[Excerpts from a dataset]

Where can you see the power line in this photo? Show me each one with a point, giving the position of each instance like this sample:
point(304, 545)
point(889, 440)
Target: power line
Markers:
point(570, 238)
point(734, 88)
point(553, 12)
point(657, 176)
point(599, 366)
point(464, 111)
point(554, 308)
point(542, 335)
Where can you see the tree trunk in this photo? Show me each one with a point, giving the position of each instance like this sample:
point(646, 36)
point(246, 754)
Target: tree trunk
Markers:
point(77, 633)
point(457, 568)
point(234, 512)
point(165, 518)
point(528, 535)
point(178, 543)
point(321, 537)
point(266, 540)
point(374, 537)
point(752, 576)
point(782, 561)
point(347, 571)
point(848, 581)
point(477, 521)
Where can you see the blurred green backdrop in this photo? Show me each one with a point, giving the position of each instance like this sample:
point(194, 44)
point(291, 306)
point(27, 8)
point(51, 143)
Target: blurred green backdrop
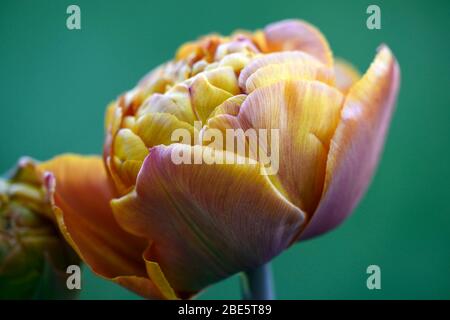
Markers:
point(55, 84)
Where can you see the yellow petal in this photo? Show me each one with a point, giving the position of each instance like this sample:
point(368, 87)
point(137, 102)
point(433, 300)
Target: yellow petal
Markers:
point(274, 73)
point(298, 35)
point(230, 106)
point(157, 128)
point(205, 97)
point(346, 75)
point(305, 61)
point(306, 114)
point(357, 143)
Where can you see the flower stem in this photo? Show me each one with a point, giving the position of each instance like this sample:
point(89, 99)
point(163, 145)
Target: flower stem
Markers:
point(257, 284)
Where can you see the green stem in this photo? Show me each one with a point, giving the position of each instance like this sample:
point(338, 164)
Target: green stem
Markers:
point(258, 284)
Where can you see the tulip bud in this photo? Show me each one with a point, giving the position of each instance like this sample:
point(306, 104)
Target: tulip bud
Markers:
point(33, 254)
point(173, 222)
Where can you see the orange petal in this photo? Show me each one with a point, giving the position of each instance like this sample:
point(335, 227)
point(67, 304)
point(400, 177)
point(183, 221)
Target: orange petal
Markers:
point(206, 222)
point(290, 35)
point(81, 194)
point(357, 143)
point(346, 75)
point(306, 114)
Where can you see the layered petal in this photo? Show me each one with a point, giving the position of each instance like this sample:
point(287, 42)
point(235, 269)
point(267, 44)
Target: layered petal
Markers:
point(346, 75)
point(290, 35)
point(306, 114)
point(357, 143)
point(80, 193)
point(206, 221)
point(278, 66)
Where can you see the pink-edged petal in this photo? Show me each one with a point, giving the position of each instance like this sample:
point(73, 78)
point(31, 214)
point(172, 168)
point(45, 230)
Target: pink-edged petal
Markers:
point(357, 143)
point(206, 221)
point(289, 35)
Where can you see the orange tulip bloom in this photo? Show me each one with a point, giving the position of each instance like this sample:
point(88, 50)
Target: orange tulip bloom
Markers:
point(168, 230)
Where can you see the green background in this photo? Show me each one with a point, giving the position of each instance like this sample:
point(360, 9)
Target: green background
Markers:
point(55, 84)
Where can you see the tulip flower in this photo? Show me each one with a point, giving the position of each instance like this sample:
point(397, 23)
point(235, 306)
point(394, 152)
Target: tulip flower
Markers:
point(168, 230)
point(33, 254)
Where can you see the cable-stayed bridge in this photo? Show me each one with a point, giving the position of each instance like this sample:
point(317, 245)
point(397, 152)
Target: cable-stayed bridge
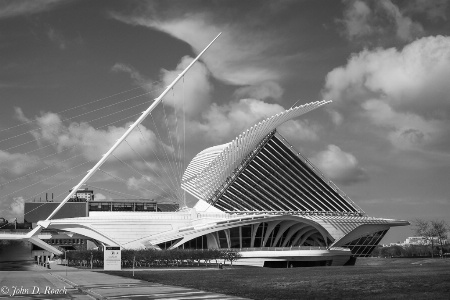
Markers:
point(132, 153)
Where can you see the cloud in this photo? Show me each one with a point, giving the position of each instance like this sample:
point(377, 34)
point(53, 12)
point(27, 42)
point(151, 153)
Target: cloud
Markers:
point(263, 91)
point(12, 207)
point(13, 165)
point(222, 123)
point(241, 63)
point(339, 166)
point(91, 142)
point(151, 187)
point(61, 41)
point(356, 20)
point(435, 10)
point(191, 93)
point(404, 92)
point(406, 29)
point(249, 55)
point(367, 20)
point(14, 8)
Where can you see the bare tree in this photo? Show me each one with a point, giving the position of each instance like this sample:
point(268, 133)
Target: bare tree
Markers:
point(431, 231)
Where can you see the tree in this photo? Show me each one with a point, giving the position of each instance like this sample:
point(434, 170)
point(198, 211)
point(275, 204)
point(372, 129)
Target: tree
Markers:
point(431, 231)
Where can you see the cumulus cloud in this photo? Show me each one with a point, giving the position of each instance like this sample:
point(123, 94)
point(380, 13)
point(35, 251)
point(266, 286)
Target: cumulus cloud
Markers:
point(356, 20)
point(405, 92)
point(339, 165)
point(13, 165)
point(14, 8)
point(369, 19)
point(435, 10)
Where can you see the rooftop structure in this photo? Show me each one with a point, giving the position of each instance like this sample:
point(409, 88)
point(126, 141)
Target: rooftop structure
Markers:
point(256, 194)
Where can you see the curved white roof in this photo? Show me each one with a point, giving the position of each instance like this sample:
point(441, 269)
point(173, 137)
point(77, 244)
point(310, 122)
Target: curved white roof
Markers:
point(211, 167)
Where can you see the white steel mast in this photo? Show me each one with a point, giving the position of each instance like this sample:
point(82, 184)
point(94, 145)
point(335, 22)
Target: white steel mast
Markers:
point(124, 136)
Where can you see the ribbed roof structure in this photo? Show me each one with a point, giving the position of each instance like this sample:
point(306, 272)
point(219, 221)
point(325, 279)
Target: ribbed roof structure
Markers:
point(210, 168)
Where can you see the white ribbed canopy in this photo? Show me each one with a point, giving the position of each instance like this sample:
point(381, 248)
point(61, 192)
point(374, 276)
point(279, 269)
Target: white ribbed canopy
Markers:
point(209, 169)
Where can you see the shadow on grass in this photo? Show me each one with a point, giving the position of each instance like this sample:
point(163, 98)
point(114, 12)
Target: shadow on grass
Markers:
point(370, 278)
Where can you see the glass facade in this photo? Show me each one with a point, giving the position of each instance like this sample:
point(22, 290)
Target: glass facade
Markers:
point(279, 234)
point(277, 179)
point(126, 206)
point(364, 246)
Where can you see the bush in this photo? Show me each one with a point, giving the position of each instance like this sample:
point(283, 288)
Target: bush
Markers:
point(152, 258)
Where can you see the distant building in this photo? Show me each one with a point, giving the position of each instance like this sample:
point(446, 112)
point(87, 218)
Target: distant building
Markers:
point(420, 240)
point(255, 194)
point(84, 195)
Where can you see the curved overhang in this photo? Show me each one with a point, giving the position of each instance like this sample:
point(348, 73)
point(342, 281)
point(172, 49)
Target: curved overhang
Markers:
point(211, 167)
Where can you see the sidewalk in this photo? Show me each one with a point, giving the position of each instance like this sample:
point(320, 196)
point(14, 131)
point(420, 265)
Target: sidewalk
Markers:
point(103, 286)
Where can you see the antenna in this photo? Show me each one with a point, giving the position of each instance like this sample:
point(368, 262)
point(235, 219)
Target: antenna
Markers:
point(124, 136)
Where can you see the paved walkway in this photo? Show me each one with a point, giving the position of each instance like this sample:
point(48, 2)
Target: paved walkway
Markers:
point(83, 284)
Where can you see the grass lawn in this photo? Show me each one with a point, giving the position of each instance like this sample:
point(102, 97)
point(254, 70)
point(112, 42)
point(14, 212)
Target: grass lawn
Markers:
point(371, 278)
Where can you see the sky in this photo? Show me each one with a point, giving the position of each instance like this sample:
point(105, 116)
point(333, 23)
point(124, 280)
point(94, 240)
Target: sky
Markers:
point(75, 74)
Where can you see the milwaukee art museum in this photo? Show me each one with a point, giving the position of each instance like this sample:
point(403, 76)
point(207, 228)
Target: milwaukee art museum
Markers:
point(256, 194)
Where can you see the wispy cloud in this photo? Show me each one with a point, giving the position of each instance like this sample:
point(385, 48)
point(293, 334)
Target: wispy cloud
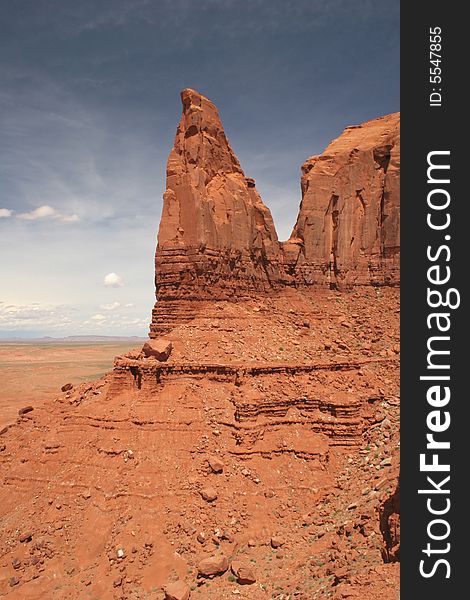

What you should do - Return the span of lines in the data above that opens at the line with "Where can you see the cumulus" and closes at the line with "point(219, 221)", exactly, ends included, nothing else.

Answer area -
Where can you see the cumulus cloud in this photo? Show me each one with a point, giving the position of each instance like this sample:
point(123, 94)
point(380, 13)
point(35, 251)
point(266, 286)
Target: cumulus cloud
Markers:
point(356, 20)
point(405, 92)
point(339, 165)
point(13, 165)
point(14, 8)
point(369, 19)
point(435, 10)
Where can you see the rooftop structure in this photo? Show me each one with a point, giving the position of each instance like this sample:
point(409, 88)
point(126, 141)
Target: rooftop structure
Markers:
point(256, 194)
Where can you see the curved white roof in this photo? Show me each one with a point, giving the position of each instance like this sample:
point(441, 269)
point(173, 137)
point(77, 244)
point(310, 122)
Target: curved white roof
Markers:
point(211, 167)
Where can you see the white steel mast in this photo? Show me each one with a point, giving the position of each instance like this sample:
point(82, 184)
point(94, 145)
point(335, 22)
Target: white steel mast
Markers:
point(124, 136)
Where can you see the ribbed roof structure in this photo? Show me each one with a point, giving the position of each instance like this sample:
point(306, 272)
point(219, 221)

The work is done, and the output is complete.